— Begin —
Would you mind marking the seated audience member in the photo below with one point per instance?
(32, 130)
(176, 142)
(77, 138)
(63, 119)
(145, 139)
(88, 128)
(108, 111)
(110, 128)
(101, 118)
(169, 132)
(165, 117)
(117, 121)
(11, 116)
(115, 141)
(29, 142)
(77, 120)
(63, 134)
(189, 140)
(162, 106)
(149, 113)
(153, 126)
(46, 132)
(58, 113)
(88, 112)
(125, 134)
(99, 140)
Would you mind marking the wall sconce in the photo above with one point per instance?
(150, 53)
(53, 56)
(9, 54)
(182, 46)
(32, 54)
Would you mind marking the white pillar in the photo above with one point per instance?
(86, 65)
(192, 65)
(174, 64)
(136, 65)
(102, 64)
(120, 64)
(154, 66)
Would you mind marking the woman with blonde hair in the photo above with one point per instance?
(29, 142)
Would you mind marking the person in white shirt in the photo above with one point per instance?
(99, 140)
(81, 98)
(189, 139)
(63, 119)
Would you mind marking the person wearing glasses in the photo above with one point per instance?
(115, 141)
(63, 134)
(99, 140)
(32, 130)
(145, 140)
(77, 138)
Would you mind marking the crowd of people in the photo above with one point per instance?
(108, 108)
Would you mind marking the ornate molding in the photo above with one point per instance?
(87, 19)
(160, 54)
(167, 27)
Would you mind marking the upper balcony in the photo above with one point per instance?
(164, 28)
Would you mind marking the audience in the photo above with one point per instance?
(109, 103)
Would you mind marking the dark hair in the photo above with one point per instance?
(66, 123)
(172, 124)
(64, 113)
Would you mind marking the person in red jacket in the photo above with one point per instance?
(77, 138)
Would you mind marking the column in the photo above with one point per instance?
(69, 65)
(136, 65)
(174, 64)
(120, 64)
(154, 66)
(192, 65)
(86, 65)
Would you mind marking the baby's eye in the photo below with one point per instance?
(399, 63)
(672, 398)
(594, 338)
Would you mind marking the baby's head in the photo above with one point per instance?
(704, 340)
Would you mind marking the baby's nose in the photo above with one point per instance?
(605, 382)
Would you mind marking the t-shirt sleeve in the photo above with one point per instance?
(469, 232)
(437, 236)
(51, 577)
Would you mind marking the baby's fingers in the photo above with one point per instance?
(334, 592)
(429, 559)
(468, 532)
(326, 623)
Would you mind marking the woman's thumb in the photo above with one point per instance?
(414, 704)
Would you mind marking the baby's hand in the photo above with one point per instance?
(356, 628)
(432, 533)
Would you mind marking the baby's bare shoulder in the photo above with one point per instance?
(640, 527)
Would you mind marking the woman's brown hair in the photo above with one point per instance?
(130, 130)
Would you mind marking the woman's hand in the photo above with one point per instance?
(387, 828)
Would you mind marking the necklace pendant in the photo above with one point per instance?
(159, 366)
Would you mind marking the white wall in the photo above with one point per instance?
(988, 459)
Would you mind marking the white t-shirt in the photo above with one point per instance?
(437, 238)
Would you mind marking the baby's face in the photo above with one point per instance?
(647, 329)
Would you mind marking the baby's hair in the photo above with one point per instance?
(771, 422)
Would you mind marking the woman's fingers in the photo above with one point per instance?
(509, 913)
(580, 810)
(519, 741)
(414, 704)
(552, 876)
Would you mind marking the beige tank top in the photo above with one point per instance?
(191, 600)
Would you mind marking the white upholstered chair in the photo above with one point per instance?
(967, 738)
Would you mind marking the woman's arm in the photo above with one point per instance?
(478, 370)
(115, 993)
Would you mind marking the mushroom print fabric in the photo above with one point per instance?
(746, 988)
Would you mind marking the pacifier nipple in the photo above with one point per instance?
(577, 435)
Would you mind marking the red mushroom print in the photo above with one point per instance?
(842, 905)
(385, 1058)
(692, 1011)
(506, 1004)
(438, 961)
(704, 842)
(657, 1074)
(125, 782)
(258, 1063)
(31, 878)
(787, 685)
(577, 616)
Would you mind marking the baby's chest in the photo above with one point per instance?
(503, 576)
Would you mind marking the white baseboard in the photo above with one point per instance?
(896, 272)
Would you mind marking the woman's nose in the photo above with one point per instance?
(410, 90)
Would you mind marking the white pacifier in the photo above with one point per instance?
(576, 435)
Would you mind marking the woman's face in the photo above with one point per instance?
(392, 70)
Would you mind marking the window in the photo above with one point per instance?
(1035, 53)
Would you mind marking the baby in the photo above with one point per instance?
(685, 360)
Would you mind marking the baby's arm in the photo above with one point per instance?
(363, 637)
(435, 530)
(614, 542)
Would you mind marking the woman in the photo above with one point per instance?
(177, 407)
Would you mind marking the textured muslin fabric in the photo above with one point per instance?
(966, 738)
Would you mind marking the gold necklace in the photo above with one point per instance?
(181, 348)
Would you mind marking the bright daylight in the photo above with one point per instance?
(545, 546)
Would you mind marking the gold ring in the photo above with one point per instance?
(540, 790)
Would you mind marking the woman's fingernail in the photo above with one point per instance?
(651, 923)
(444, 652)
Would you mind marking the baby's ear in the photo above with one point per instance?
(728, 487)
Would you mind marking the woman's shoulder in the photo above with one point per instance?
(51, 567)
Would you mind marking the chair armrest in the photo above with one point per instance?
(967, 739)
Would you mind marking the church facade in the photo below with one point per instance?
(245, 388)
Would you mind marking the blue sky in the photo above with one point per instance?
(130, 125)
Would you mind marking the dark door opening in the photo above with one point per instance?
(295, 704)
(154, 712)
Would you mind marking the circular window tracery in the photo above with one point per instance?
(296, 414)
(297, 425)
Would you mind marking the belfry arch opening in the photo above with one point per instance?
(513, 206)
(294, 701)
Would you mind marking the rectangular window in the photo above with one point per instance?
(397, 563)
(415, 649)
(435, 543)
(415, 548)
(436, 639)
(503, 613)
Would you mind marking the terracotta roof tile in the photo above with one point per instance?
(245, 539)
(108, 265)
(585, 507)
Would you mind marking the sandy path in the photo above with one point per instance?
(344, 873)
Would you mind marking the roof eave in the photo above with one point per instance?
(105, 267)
— End —
Can you format the material from the line containing "Would you mind marking the circular" through its end as a JSON list of strings, one string per line, with blank lines left out?

[
  "Would you mind marking the circular window tracery in the photo above with one point per instance?",
  "(296, 414)",
  "(297, 425)",
  "Would you mind marking the belfry arch opening in the photo above with one point per instance?",
  "(513, 206)",
  "(294, 701)",
  "Would you mind marking the rectangular window in the photo above with one point per instance?",
  "(397, 563)",
  "(415, 649)",
  "(435, 543)",
  "(415, 548)",
  "(436, 639)",
  "(503, 613)",
  "Would you mind marking the terracotta roof tile in the photo above with one point per instance?",
  "(245, 539)",
  "(108, 265)",
  "(585, 507)",
  "Would you mind marking the sandy path in the photo above with one point per instance?",
  "(344, 873)",
  "Would you mind marking the roof eave in the photo above with one point per instance?",
  "(105, 267)"
]